Items from a data source:
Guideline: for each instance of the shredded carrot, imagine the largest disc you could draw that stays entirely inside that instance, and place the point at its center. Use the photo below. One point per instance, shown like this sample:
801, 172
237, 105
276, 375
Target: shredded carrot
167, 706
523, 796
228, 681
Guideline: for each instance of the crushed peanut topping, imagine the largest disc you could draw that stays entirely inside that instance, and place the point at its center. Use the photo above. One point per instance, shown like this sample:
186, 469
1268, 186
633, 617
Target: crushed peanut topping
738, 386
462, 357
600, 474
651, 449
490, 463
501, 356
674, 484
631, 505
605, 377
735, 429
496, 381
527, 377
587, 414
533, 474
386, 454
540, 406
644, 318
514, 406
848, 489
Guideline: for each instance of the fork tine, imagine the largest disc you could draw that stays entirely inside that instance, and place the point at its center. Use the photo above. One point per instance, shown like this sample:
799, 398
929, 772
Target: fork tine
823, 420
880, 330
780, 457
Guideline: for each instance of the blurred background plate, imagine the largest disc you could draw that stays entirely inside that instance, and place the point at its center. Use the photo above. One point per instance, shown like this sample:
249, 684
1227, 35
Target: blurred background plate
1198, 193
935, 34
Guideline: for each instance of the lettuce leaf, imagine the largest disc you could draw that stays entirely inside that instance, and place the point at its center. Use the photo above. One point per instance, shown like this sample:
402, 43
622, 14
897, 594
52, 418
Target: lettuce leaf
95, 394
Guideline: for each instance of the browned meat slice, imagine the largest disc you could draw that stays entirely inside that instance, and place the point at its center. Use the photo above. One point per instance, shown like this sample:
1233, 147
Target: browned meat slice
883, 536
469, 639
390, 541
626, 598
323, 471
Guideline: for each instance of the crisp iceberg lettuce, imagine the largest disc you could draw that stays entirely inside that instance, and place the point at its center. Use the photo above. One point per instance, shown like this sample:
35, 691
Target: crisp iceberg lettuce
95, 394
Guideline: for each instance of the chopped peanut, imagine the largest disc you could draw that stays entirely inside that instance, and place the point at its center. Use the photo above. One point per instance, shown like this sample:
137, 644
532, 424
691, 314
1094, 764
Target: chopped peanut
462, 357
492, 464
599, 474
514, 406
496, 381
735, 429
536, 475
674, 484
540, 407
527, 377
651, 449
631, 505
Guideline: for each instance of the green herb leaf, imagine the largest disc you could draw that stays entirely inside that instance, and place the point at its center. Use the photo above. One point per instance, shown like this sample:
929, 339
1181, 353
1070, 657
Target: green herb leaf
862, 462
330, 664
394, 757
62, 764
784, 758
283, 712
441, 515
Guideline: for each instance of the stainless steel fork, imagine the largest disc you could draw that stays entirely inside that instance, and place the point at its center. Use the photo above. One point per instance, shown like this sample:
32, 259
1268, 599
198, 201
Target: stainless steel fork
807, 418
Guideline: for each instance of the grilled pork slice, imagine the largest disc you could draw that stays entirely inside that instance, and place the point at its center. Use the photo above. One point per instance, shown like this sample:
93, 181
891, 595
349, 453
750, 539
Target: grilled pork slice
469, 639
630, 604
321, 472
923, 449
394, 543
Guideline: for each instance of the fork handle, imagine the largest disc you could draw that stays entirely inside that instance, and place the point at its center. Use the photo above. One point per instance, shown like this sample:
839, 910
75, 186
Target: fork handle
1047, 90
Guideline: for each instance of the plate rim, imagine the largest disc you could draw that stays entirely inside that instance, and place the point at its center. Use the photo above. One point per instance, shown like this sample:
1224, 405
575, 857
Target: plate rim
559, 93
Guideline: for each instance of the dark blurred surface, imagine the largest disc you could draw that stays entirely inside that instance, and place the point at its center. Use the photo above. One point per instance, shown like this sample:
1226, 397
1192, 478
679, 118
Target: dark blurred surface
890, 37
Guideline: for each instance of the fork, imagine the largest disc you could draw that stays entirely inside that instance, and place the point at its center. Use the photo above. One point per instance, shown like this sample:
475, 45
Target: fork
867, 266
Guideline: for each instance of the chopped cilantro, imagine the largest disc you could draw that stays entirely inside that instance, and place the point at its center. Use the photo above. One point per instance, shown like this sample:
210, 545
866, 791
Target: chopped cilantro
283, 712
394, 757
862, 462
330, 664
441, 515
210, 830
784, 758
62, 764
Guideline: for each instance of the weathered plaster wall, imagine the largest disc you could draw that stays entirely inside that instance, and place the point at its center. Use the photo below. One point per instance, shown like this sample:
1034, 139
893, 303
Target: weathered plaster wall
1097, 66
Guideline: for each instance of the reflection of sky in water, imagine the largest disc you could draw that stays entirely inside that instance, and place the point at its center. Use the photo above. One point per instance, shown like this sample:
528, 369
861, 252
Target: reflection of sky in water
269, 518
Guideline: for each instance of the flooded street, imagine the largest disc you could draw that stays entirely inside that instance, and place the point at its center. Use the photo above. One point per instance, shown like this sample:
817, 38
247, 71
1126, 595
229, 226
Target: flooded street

EXERCISE REQUIREMENTS:
Please rewrite the listing above, from the line with "Guideline: for each instance of the chopped cilantro, imagine" through the end of the listing. Increase every number in the answer coordinates by 7 and keep all other lines unchanged.

CORRECT ANSWER:
Guideline: for each instance of the chopped cilantro, imagine the largest disc you could draw that stays entirely inside that instance, and place the point at its center. Use the photo above. One point per instance, shown like this sample:
210, 545
866, 791
Target: chopped cilantro
290, 719
401, 764
869, 469
337, 671
448, 522
217, 837
791, 765
69, 771
Guideline: for each instance of the weathered plaster wall, imagine the largest disc you could draw that stays entirely inside that instance, and place the point at its center. Use the photo below. One point per instance, shown like this sample:
1034, 139
893, 303
Target: weathered plaster wall
1104, 73
Guideline: for each instance of the reflection of sky in water, imagine the largest disc you could draw that stays entirely inside that instance, and place the point at its center. Use the photo above. One point per instance, shown like this sample:
528, 369
861, 252
Target: reflection of sky in water
276, 525
Guideline: for each instance of the flooded street, imagine the largest disc you could draw that stays entirely inside that instance, and place the point at its center. Use the photo above. One point per instance, shown like this sample:
817, 38
247, 71
1126, 595
229, 226
Target: flooded street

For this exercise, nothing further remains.